====== RECORDS FOR THIS EXERCISE ======

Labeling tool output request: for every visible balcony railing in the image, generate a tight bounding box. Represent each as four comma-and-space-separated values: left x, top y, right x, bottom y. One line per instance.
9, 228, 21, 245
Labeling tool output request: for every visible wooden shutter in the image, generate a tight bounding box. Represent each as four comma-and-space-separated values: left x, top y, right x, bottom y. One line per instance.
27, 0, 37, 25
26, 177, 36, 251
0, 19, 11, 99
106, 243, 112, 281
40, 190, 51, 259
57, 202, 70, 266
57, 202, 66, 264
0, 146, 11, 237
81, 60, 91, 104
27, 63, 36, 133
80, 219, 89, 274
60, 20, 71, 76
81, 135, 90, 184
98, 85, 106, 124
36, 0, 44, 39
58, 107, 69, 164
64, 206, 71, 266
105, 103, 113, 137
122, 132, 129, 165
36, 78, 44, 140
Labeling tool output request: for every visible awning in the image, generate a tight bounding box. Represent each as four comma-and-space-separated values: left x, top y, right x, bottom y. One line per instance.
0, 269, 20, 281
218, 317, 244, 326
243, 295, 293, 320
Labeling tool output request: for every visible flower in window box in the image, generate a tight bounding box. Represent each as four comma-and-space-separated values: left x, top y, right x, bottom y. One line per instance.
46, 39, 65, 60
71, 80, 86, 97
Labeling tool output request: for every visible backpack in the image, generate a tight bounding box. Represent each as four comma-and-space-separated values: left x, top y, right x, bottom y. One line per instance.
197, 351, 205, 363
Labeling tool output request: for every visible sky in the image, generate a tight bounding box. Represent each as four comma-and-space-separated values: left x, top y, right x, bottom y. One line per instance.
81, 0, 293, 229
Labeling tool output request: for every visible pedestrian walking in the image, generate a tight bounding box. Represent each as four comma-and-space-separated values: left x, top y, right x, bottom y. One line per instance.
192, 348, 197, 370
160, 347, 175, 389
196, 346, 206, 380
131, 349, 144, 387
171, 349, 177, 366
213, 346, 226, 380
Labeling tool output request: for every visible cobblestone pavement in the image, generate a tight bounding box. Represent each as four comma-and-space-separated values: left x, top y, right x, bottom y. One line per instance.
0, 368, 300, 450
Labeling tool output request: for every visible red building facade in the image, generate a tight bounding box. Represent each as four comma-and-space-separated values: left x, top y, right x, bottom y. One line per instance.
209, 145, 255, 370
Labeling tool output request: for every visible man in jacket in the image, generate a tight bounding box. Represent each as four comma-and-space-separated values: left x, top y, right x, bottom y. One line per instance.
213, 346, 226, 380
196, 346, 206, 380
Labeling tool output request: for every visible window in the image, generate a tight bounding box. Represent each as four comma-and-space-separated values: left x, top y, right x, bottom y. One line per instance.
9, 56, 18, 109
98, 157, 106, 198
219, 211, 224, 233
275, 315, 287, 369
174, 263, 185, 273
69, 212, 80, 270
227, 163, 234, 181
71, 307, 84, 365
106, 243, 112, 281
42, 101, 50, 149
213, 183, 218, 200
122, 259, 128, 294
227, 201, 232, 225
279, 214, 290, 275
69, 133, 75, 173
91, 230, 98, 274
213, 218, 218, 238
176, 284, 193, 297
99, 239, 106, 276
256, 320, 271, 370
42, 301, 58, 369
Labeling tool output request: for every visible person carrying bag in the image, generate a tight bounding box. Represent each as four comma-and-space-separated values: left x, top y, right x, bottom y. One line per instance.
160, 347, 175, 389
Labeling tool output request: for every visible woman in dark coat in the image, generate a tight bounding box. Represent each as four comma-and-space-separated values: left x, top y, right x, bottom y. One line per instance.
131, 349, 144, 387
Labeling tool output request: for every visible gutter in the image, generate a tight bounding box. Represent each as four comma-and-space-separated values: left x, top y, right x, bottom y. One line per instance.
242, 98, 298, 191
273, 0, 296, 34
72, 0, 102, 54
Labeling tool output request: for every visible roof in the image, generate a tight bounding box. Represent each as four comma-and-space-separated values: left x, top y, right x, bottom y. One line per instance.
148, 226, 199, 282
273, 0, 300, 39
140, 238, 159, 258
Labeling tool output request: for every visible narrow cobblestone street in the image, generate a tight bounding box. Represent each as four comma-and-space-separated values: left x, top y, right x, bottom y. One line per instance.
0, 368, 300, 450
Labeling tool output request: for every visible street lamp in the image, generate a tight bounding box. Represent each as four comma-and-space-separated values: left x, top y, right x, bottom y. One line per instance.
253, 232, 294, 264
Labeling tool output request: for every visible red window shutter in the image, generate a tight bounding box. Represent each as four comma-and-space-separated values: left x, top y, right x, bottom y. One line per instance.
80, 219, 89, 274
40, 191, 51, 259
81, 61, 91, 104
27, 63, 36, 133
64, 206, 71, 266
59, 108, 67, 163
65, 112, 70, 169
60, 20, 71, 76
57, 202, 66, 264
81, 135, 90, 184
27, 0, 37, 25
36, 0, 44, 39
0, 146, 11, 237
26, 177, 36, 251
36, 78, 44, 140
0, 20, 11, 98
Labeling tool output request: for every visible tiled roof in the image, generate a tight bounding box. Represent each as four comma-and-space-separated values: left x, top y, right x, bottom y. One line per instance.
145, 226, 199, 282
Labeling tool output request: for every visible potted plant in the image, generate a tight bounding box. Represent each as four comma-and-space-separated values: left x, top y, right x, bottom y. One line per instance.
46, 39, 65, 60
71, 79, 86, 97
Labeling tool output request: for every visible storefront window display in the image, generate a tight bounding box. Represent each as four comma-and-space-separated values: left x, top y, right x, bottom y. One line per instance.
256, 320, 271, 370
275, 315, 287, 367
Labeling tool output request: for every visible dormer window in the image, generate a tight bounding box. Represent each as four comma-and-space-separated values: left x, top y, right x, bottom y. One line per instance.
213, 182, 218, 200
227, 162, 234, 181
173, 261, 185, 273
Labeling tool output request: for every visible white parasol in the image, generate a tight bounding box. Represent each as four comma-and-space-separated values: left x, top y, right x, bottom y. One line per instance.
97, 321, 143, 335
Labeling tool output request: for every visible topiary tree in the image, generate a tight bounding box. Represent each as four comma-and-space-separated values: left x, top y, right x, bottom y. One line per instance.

======

## SET EXERCISE
Duplicate all of the rows above exactly, line for line.

## TASK SOLUTION
Labeling tool output request: for every visible balcony railing in the image, generate a tight bounding box. Represent each as four comma-and-space-separated values: left x, top y, right x, bottom y. One line per instance.
9, 228, 21, 245
Labeling tool output request: for every visible wooden shutter in the image, generate a tight bounding box. Represent each as four comma-and-space-separated values: left x, top y, right x, bottom y. One line per instance.
27, 0, 37, 25
26, 177, 36, 251
0, 19, 11, 99
106, 243, 112, 281
40, 190, 51, 259
57, 202, 70, 266
57, 202, 66, 264
0, 146, 11, 237
81, 60, 91, 104
27, 63, 36, 133
80, 219, 89, 274
60, 20, 71, 76
81, 135, 90, 184
98, 85, 106, 124
36, 0, 44, 39
58, 107, 69, 164
64, 206, 71, 266
105, 103, 113, 137
122, 132, 129, 165
36, 78, 44, 140
Labeling tool output request: for every visible awning in the image, generate a tight bounding box. Represent each as four comma-and-space-separated values: left x, top y, right x, bottom y. One line per instance.
0, 269, 20, 281
218, 317, 244, 326
243, 295, 293, 320
Labeling tool output request: for every visible flower in window box in the image, generate a tight bounding box. Represent each as four comma-and-space-separated values: left x, top y, right x, bottom y. One line per instance.
46, 39, 65, 60
71, 80, 86, 97
Labeling tool output request: for every visible backpack in the image, generate a tight bounding box. Represent each as four comma-and-space-separated values: left x, top y, right x, bottom y. One line per instance.
197, 351, 205, 363
Labeling tool output request: for every visible sky in the image, generate a tight bounding box. Represent each as four comma-and-space-separated values: left x, top y, right x, bottom y. One line per instance.
81, 0, 293, 229
Labeling tool output request: for every visible pedestrian walking in the image, generate a tight bounding box. Represent each as four comma-and-space-separated values: left x, top y, right x, bottom y. One line per instance.
192, 348, 197, 370
160, 347, 175, 389
196, 346, 206, 380
131, 349, 144, 387
171, 349, 177, 366
213, 346, 226, 380
Labeling tool output request: for every visible cobblestone pavement in the image, generate a tight bounding box. Represent each as four comma-and-space-separated values: left x, top y, right x, bottom y. One line per instance.
0, 368, 300, 450
Labeling tool output request: for every visible red building facade in the image, generate a tight bounding box. Represent each as four comma-and-space-separated values: left x, top y, right x, bottom y. One line per instance.
209, 145, 255, 370
Labeling tool output request: for every visible man in jacket in the image, generate a tight bounding box. Represent each as four comma-and-space-separated values: left x, top y, right x, bottom y. One line per instance.
213, 346, 226, 380
196, 346, 206, 380
Labeling tool output request: for every visible window in the image, generate a tight bounding box. Represent each as four comma-and-space-separated values: left x, top y, right x, bottom y. One line per instance.
9, 56, 18, 109
98, 157, 106, 198
219, 211, 224, 233
275, 315, 287, 369
174, 263, 185, 273
69, 212, 80, 270
227, 163, 234, 181
71, 307, 84, 365
106, 243, 112, 281
42, 101, 50, 149
213, 183, 218, 200
122, 259, 128, 294
227, 201, 232, 225
279, 214, 290, 275
69, 133, 75, 173
91, 230, 98, 274
213, 218, 218, 238
176, 284, 193, 297
99, 239, 106, 276
256, 320, 271, 370
42, 301, 58, 369
Labeling tool output request: for every visible person carrying bag in the image, generate a tight bounding box. Represent each as four comma-and-space-separated values: left x, top y, right x, bottom y. One line per instance.
160, 347, 175, 389
Labeling tool output request: for every visible woman in dark coat in the image, generate a tight bounding box. Represent each as four comma-and-space-separated values: left x, top y, right x, bottom y. One line per instance.
131, 349, 144, 387
Labeling tool output request: for every visible gutter in the image, generate a tight bounding box. Represent each as four comma-and-space-separated values: left x, top y, right x, bottom y. One line per instance.
242, 98, 298, 191
273, 0, 296, 34
72, 0, 102, 54
Labeling tool output request: for every visible roof in the image, generate a tight bounding box. Represent each as four comma-and-space-separated values: left x, top y, right x, bottom y. One line per instance.
148, 226, 199, 282
273, 0, 300, 39
140, 238, 159, 258
Labeling tool output request: for every visible narrow cobblestone street in the image, generate a tight bounding box. Represent each as four comma-and-space-separated values: left x, top y, right x, bottom y. One line per instance.
0, 368, 300, 450
Labeling tool output request: for every visible street lamp in the image, generate a tight bounding box. Represent each as four comma-and-space-separated values: left x, top y, right x, bottom y. One line per instance.
253, 232, 294, 264
Labeling tool output request: for every visible red window shutter in the image, generate a tight bounding box. Represent each as four comma-and-space-separated values: left x, top y, right x, bottom y. One line per instance.
80, 219, 89, 274
40, 191, 51, 259
81, 61, 91, 104
27, 63, 36, 133
64, 206, 71, 266
59, 108, 67, 163
65, 112, 70, 169
60, 20, 71, 76
57, 202, 66, 264
81, 135, 90, 184
27, 0, 37, 25
36, 0, 44, 39
0, 146, 11, 237
26, 177, 36, 251
36, 78, 44, 140
0, 20, 11, 98
Labeling tool output request: for every visible tiled roof in the image, generate a tight bounding box. Represent each as four comma-and-space-separated values: left x, top y, right x, bottom y. One line per instance.
145, 226, 199, 282
Labeling tool output request: for every visible potted plant in the image, generate a tight bounding box. Represent each as four comma-and-space-separated values: left x, top y, right x, bottom y. One line per instance.
46, 39, 65, 60
71, 79, 86, 97
Labeling tool output request: for every visible storefront window display in the image, generate a tight bounding box. Represent each as four comma-and-space-separated values: left x, top y, right x, bottom y. One line per instance.
256, 320, 271, 370
275, 315, 287, 367
Labeling tool output request: for every visible dormer window in the image, generate a tight bounding box. Represent each as four comma-and-space-separated values: left x, top y, right x, bottom y. One line per instance.
213, 182, 218, 200
227, 162, 234, 181
173, 261, 185, 273
Labeling tool output request: for every visible white parasol in the image, generate a tight bounding box. Represent each as four comma-and-space-separated values: left x, top y, right x, bottom y. One line per instance.
97, 321, 143, 335
Labeling tool output request: for every visible topiary tree in the image, generate a tight bounding box. Represent each as four comma-and-space-separated values: left x, top y, right x, bottom y. One line per instance.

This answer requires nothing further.